List each line of the items below that contains the word "Target". Case counts.

Listing
<<<<

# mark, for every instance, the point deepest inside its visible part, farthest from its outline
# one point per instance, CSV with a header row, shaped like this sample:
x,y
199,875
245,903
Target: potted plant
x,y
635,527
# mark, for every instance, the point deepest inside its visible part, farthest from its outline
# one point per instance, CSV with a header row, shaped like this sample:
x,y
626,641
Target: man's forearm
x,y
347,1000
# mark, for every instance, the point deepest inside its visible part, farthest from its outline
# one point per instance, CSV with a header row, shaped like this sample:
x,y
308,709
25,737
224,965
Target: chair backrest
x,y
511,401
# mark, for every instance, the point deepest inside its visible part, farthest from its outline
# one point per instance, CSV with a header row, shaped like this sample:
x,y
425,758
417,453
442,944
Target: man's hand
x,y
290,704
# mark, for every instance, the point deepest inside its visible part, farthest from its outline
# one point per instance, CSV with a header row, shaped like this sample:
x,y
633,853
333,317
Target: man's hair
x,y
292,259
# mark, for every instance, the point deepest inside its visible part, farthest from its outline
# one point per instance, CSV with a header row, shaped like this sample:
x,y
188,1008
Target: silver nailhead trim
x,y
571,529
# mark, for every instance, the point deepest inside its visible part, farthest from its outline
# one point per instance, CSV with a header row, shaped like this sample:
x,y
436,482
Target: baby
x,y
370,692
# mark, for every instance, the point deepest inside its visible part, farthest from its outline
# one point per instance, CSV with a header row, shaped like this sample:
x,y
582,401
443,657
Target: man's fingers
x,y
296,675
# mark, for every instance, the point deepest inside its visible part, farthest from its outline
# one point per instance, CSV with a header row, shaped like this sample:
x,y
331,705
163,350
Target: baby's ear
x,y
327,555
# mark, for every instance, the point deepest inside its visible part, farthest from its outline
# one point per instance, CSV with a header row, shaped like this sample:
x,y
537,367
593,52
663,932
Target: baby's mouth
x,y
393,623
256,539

>>>>

Problem solution
Target: potted plant
Target: man's forearm
Target: chair backrest
Target: man's hand
Target: man's hair
Target: silver nailhead trim
Target: baby
Target: man's fingers
Target: baby's ear
Target: baby's mouth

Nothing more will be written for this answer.